• [SHORT EXERCISE]: In the forum post, which newspaper is cited as reporting no foul play at Cayce?

• [DOCUMENT PASSAGE]:
┄┄┄┄┄┄┄┄┄┄
Postby Gilbert B Norman » Mon Feb 05, 2018 12:51 pm

Like Mr. Carey, who I know face to face, I too post around here using my given name, and regarding Mr. Weaver, he and I first met almost sixty years ago (that CNJ fan trip Sep 1960 that was hours late).

OK, so much for "people and places"; in all likelihood this topic was originated by a Member who has "more than railfan knowledge" of railroad operations. But lest we forget, there is so much yet to be learned by the investigators at Cayce that any conclusions drawn so far, such as no foul play as reported by McClatchy's The State newspaper, are premature. There was an unconfirmed report at another site - and let's hope it remains unconfirmed and is even proven unfounded - that the FBI is at the scene "assisting local authorities", for such would suggest "foul play". To the contrary, that Rules requiring two Rules Qualified persons to be "on the engine" when operating through "suspended signal" territory is sadly supported by evidential matter. Not yet disclosed is whether the Rule permitting normal speed, i.e. <61 mph, through such territory or that "speed not to exceed stopping short of any obstruction", or however it's worded nowadays, applied.

So much still to know.

Addressing the broader topic set forth here, The incumbent Amtrak "dollar a year" CEO, Mr. Anderson, was immediately preceded by another "dollar a year man" from a railroad that consistently won Harriman Safety Awards on his watch. So far as Mr. Anderson's prior industry, the safety record can only be considered nothing short of exemplary. The 1950's "Designated Survivor" days when my Mother and Father would not fly on the same airplane are long gone.
┄┄┄┄┄┄┄┄┄┄
• [RECORDS PROVIDED]:
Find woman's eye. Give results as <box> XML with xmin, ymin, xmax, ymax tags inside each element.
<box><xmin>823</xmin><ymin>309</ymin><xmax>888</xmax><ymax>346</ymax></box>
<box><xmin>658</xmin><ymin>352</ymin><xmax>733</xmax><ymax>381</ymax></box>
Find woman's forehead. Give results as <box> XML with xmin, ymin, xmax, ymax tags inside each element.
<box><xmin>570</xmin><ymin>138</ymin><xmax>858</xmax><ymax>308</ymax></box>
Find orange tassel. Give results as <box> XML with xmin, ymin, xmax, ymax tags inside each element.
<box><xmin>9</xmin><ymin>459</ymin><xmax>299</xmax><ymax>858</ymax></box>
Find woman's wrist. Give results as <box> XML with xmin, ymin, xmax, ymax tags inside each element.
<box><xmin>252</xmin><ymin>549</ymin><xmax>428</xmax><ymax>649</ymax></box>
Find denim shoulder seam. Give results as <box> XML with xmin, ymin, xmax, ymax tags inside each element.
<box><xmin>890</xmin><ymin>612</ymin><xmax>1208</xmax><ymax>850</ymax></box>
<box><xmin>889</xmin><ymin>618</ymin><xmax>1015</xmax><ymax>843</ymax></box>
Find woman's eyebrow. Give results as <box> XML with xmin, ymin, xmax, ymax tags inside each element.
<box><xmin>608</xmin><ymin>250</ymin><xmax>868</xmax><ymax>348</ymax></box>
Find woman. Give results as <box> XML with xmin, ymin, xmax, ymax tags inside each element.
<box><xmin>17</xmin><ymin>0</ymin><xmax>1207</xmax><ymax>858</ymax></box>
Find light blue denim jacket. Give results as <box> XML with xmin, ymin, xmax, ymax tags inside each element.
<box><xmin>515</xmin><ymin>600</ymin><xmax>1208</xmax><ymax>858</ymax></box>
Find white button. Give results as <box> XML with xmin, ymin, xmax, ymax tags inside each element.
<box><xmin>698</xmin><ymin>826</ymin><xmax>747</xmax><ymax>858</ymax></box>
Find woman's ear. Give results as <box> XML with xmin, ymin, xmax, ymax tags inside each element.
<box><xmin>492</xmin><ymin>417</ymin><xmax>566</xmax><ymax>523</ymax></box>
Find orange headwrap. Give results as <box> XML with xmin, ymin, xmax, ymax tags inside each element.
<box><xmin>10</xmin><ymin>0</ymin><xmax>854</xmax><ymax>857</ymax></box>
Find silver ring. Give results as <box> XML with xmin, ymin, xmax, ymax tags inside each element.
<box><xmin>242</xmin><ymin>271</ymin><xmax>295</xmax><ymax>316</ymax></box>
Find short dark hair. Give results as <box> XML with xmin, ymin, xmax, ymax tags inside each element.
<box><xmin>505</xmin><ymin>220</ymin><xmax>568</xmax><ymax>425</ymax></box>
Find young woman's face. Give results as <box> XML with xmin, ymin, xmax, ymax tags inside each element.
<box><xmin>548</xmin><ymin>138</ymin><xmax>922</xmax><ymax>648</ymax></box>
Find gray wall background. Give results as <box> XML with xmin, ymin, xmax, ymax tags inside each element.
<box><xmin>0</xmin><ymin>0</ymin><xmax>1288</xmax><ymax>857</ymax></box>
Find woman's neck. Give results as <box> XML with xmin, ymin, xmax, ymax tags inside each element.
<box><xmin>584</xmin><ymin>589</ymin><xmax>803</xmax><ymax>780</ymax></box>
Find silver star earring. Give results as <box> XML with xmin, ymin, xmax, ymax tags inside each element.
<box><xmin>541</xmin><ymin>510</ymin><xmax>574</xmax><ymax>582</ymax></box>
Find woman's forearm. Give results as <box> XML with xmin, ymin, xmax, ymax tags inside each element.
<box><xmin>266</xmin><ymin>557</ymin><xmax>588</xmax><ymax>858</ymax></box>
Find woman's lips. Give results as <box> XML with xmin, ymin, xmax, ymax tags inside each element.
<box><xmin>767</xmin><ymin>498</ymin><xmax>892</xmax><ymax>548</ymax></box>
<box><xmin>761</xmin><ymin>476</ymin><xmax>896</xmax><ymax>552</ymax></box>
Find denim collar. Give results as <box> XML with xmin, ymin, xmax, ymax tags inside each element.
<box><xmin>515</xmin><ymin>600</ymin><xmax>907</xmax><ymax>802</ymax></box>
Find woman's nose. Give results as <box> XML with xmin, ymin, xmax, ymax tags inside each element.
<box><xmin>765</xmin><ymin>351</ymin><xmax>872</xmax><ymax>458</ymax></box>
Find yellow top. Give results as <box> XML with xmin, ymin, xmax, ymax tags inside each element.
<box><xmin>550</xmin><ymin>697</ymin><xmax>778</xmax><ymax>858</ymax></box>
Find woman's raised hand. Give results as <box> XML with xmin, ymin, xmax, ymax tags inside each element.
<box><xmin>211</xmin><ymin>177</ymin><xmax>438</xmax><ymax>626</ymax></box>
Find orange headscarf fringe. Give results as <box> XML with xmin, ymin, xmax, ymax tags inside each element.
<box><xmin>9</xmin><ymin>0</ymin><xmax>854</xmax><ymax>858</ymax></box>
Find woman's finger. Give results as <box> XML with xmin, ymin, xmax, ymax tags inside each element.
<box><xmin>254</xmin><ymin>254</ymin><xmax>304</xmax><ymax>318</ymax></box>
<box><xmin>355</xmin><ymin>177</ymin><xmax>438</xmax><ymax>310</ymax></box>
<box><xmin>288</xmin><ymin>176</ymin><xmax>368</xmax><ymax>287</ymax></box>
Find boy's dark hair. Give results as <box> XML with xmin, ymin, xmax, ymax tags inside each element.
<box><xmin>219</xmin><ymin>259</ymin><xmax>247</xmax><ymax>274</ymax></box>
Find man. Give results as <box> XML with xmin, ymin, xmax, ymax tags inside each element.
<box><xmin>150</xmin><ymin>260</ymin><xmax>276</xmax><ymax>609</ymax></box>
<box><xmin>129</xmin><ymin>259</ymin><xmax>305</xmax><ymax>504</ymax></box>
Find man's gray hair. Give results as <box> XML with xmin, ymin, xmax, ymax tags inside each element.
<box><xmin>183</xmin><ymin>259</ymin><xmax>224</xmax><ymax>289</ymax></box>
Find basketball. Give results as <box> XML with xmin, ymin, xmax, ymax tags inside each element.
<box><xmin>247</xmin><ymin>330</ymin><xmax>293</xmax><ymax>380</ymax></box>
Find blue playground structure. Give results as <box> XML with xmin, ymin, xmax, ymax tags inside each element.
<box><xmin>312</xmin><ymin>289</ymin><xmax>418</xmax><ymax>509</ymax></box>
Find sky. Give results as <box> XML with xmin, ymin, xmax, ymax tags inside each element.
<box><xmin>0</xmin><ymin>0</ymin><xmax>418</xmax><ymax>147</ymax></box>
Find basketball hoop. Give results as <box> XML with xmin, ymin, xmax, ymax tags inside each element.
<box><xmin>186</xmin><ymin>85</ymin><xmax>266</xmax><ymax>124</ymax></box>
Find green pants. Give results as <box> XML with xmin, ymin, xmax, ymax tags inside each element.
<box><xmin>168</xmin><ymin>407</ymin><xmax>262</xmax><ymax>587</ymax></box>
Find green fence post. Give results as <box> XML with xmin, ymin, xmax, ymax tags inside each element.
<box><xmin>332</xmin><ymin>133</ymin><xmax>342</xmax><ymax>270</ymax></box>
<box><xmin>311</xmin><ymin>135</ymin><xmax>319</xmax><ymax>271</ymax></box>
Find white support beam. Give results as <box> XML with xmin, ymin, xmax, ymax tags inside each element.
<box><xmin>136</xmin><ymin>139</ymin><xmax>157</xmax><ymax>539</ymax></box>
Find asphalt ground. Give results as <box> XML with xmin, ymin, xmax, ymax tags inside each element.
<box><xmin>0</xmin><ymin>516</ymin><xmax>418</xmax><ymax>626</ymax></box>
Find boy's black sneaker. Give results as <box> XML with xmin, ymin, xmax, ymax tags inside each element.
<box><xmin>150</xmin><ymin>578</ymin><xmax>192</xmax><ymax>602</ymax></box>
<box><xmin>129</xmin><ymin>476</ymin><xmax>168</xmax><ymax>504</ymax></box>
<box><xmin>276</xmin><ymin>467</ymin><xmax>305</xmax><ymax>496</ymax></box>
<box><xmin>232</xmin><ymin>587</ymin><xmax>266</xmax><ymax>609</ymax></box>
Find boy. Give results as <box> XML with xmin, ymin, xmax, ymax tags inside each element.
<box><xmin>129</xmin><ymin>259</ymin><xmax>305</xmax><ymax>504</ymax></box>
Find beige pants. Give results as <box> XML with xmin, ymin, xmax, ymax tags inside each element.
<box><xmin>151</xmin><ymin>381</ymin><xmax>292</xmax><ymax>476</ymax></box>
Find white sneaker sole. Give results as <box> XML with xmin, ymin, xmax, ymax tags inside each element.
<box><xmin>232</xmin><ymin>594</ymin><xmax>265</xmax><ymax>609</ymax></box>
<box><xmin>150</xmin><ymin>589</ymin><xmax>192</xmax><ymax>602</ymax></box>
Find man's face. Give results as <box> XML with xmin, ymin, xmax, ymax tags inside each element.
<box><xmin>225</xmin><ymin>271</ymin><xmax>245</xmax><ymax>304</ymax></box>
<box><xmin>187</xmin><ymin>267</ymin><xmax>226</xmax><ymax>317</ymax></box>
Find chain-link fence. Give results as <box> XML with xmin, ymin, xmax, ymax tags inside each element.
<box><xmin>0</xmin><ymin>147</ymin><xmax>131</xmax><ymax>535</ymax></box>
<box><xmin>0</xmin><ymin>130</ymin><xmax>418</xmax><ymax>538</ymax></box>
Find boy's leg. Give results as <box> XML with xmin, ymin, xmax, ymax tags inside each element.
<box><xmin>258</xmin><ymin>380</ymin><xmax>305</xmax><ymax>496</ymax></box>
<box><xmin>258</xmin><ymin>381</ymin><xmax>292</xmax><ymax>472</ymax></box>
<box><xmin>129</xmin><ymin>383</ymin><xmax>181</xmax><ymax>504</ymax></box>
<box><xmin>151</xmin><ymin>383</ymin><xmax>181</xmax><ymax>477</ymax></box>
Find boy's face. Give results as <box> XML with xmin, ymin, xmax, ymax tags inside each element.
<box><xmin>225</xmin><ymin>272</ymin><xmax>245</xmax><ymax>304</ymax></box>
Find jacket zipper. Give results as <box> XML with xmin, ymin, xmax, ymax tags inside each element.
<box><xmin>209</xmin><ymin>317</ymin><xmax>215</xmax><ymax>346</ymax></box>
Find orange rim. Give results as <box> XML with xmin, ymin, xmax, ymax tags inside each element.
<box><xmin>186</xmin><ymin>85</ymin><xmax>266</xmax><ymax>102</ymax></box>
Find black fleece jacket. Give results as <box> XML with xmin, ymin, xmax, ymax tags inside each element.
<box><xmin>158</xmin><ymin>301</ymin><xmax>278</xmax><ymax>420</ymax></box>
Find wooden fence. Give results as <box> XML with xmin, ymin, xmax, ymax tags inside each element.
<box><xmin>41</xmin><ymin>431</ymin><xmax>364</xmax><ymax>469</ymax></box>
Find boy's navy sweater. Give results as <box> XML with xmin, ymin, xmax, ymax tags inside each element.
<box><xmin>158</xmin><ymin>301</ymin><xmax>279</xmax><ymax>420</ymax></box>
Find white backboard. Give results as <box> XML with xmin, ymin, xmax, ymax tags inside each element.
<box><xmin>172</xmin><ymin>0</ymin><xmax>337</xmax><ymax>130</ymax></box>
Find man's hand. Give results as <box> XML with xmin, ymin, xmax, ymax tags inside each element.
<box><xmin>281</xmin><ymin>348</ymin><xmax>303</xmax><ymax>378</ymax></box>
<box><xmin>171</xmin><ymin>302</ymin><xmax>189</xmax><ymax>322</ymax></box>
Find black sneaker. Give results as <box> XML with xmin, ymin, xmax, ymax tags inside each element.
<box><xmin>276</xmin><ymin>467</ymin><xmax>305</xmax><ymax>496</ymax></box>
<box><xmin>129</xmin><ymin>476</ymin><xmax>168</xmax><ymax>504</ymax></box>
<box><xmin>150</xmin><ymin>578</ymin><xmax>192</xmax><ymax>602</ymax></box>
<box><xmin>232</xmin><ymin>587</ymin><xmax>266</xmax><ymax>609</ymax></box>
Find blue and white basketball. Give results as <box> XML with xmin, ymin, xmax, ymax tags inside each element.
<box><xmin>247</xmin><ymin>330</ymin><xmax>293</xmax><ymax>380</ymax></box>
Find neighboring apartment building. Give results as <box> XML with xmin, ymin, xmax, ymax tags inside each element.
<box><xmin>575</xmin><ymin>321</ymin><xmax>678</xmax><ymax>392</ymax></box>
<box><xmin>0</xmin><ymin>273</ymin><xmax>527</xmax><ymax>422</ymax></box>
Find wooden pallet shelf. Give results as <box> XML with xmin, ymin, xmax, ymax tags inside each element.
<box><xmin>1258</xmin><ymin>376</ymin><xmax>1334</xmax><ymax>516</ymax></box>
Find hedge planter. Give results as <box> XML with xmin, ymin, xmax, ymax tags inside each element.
┄┄┄┄┄┄┄┄┄┄
• [COMPLETED TASK]: McClatchy's The State newspaper.